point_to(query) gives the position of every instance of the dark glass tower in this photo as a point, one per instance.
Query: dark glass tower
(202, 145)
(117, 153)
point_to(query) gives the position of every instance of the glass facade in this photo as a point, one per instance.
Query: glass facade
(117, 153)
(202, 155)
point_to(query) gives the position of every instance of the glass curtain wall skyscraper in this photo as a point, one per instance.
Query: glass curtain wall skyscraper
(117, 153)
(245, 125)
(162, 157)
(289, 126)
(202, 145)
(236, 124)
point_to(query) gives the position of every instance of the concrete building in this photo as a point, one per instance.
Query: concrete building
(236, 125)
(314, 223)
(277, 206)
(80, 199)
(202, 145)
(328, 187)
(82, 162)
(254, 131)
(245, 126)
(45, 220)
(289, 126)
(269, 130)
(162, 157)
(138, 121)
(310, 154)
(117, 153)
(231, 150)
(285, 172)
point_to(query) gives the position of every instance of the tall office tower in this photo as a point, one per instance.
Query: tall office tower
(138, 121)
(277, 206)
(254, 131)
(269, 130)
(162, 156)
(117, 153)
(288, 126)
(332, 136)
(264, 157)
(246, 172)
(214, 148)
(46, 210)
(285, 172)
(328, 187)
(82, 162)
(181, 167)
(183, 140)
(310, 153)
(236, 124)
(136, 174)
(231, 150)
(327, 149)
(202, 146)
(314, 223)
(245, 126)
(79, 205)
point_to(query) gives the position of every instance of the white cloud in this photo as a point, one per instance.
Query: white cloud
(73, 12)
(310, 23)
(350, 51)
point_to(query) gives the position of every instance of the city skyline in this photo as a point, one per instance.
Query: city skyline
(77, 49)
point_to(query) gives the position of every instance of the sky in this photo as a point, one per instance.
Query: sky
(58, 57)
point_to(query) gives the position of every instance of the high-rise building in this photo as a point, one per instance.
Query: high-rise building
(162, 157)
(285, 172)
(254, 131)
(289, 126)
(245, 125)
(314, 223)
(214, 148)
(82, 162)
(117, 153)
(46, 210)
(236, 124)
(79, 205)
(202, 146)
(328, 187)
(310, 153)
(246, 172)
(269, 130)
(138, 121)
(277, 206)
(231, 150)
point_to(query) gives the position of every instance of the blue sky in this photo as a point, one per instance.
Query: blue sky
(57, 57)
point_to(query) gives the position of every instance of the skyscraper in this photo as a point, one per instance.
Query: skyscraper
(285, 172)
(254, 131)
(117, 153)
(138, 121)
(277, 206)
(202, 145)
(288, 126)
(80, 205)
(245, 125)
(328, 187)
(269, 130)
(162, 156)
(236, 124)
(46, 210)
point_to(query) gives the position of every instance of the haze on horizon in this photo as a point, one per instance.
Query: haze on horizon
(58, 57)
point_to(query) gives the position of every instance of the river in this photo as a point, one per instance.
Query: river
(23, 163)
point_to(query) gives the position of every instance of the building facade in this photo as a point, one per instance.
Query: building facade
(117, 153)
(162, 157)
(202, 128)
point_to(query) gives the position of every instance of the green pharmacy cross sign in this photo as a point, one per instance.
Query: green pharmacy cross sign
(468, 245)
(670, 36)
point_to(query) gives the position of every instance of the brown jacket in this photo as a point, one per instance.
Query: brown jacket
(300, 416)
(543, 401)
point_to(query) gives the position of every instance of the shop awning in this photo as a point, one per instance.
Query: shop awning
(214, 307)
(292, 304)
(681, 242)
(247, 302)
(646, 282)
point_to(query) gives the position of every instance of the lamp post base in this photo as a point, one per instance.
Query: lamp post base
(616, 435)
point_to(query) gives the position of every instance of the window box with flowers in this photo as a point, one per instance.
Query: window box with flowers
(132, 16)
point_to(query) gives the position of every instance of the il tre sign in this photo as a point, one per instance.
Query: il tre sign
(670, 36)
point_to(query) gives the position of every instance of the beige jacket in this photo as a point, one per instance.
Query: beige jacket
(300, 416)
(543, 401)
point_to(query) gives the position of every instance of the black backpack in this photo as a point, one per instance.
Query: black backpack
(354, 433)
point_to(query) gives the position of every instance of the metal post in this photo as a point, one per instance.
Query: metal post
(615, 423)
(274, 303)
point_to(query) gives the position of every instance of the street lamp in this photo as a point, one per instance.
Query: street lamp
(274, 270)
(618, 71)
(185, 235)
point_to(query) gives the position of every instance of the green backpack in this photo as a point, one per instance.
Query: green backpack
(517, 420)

...

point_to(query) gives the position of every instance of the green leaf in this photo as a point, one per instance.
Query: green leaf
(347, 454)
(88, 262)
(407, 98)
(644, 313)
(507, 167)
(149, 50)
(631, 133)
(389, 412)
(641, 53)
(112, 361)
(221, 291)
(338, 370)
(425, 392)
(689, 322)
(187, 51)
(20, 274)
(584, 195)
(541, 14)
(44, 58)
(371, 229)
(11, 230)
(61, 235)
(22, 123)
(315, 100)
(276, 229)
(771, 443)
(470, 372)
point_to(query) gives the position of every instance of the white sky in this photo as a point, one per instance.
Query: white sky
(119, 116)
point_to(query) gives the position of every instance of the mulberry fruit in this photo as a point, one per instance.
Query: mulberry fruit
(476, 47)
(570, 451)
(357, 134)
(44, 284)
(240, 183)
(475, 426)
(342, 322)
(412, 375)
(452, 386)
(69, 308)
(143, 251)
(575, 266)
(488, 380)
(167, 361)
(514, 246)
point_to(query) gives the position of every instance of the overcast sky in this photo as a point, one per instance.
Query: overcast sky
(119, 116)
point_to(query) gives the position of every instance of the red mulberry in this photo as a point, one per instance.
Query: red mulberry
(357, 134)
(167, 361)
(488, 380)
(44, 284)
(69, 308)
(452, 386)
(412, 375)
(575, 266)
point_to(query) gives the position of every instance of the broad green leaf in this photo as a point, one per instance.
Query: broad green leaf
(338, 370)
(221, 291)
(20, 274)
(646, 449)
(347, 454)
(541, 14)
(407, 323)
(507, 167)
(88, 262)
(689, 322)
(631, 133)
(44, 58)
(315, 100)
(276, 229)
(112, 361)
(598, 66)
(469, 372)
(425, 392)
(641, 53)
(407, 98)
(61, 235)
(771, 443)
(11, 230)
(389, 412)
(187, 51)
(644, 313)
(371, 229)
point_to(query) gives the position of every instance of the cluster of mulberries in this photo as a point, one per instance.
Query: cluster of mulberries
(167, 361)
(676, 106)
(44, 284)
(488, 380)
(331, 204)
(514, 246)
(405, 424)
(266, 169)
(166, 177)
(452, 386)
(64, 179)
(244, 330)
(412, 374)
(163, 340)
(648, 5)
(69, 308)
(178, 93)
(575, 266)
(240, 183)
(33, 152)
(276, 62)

» WHAT IS NEEDED
Pull out each line above that contains the string "skyscraper", copying it in full. Matching is case-sensitive.

» FULL SOLUTION
point_to(query) gives the position of every instance of the glass curtain wall skyscraper in this photo as a point, one per instance.
Query: glass curtain wall skyscraper
point_to(query) gives the position of every instance of the skyscraper in this photo as a point, one per instance.
Query: skyscraper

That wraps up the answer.